◆ **WHAT YOU HAVE TO DO**
Locate the lines of the listing below that hold "black", then copy each of them.
______________________________
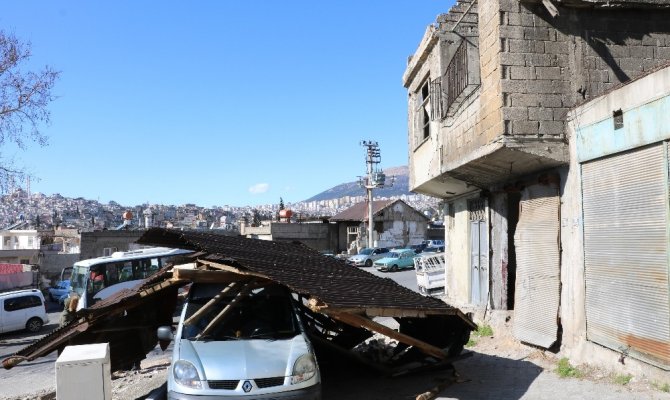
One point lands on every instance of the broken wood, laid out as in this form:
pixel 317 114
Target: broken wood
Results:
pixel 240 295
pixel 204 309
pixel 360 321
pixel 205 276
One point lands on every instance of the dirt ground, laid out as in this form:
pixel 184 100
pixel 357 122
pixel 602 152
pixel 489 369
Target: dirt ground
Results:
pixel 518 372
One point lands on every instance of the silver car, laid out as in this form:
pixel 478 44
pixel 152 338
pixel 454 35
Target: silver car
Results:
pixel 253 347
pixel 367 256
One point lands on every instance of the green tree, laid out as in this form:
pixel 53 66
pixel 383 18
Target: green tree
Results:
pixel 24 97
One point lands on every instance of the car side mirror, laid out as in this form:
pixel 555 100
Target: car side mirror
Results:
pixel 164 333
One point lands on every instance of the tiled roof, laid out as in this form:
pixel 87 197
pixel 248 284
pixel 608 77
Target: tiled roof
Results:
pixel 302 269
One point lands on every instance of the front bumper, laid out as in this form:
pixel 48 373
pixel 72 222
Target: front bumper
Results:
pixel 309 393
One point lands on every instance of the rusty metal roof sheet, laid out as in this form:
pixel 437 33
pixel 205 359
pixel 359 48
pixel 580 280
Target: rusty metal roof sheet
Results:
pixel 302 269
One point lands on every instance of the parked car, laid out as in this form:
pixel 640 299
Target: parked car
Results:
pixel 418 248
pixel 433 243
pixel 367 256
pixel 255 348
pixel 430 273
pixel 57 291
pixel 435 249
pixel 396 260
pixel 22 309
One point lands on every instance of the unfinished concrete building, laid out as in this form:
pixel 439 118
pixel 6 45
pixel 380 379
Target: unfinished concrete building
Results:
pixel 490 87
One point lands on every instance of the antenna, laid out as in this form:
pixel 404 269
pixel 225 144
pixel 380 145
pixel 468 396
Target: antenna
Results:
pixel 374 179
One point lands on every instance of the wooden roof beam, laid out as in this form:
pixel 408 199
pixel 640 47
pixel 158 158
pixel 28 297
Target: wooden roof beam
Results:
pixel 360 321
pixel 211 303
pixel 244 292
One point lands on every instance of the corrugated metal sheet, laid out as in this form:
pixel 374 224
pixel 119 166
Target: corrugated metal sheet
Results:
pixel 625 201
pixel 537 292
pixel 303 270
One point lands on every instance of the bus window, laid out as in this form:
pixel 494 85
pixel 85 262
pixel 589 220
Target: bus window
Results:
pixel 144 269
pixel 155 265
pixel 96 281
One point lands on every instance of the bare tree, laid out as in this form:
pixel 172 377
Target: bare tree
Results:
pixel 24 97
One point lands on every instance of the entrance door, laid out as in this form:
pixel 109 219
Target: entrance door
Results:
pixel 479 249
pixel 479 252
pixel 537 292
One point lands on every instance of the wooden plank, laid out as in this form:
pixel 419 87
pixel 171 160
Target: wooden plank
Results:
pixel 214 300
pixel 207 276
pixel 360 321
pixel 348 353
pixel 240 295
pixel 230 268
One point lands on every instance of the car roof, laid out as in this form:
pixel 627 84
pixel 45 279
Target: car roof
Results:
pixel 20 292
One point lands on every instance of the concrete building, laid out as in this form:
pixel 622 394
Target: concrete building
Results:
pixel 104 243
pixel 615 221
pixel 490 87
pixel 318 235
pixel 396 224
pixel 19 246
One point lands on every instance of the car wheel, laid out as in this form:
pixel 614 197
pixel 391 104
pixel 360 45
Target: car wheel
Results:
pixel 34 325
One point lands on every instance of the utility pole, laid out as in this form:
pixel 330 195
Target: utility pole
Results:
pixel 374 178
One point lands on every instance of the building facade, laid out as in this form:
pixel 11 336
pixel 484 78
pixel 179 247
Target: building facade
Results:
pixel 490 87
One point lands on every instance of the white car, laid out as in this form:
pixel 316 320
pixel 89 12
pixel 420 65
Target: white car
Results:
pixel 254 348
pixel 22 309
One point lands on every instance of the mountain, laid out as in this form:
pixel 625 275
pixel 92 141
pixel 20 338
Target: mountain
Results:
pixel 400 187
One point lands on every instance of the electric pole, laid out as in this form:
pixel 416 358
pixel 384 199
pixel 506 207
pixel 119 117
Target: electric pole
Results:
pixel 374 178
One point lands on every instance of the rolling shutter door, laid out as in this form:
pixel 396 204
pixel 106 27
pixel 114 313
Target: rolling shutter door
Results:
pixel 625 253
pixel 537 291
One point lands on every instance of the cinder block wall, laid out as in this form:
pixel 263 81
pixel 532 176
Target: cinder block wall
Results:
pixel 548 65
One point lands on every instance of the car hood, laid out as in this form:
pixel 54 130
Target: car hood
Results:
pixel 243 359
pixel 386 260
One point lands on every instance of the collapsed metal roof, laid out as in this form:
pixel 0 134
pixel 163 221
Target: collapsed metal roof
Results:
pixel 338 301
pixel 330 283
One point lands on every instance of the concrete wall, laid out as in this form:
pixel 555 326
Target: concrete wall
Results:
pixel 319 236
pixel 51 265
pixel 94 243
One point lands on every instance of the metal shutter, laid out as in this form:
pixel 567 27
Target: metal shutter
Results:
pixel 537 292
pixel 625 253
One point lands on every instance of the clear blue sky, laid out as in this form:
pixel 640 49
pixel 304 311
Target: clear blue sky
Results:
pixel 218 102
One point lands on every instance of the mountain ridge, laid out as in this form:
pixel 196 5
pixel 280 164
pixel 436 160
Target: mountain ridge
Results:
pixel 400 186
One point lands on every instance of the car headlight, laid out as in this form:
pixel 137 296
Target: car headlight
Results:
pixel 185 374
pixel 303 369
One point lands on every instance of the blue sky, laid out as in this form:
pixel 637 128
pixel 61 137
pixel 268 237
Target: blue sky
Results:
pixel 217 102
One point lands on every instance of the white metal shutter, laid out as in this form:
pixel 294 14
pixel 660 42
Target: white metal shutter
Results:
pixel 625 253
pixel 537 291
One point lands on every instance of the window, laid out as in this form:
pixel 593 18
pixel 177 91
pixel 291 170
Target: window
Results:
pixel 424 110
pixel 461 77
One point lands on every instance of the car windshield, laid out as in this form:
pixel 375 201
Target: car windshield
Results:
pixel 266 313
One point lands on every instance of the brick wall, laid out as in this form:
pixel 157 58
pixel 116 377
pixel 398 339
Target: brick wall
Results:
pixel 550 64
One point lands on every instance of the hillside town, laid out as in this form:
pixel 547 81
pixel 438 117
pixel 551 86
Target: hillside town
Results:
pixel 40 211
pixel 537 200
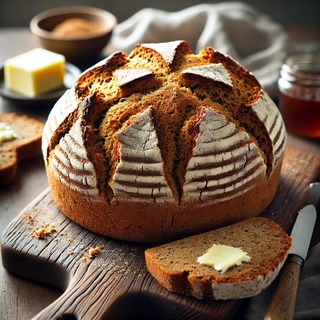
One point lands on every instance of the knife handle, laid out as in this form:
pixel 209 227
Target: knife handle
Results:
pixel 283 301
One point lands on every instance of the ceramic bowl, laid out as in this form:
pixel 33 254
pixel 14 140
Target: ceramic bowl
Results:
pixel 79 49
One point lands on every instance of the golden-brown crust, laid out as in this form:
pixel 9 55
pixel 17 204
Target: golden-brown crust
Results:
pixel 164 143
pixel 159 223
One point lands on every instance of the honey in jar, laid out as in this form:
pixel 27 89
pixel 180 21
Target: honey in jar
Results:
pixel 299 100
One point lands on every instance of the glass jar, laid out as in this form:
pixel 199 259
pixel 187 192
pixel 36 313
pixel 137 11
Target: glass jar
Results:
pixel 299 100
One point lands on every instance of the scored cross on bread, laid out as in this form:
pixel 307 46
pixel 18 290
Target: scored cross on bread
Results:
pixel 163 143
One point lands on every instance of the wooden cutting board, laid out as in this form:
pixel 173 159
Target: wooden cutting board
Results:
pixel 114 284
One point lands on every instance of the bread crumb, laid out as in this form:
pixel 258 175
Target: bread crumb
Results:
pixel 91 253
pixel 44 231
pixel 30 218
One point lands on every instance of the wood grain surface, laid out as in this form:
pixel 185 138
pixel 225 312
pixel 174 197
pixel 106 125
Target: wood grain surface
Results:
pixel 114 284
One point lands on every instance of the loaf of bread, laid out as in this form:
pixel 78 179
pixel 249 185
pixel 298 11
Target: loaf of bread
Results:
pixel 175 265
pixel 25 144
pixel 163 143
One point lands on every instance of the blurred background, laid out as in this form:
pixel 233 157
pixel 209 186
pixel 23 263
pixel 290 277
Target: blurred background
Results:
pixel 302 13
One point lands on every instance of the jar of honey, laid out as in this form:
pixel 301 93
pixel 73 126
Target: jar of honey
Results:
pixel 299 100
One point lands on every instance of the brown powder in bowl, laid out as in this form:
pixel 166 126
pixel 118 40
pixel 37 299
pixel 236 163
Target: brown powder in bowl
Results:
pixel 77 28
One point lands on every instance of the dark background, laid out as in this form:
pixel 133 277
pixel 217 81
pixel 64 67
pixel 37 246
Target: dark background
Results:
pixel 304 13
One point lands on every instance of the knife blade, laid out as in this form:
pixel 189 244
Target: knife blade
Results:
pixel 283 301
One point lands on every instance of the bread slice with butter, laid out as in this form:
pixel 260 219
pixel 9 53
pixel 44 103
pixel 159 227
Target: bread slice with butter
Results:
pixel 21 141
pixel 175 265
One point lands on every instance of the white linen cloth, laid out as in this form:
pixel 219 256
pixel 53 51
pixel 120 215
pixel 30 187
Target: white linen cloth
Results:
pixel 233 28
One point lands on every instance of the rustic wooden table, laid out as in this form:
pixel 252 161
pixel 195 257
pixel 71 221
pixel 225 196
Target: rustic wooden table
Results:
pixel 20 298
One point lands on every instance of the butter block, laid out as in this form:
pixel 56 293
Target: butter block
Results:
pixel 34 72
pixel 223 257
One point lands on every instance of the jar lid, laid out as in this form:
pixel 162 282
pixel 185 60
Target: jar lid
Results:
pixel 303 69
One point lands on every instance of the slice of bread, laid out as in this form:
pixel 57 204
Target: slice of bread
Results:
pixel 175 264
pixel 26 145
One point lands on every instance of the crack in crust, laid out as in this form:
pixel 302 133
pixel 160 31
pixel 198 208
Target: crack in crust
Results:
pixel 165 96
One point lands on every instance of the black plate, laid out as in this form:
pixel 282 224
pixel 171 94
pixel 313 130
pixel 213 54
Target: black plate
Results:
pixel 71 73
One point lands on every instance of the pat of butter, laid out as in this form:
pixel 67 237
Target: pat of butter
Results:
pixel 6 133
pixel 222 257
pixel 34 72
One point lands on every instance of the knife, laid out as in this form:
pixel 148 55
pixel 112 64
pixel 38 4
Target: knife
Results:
______________________________
◆ **ANSWER TO THIS EXERCISE**
One point lands on every instance of the black plate, laid out as in this form:
Target: black plate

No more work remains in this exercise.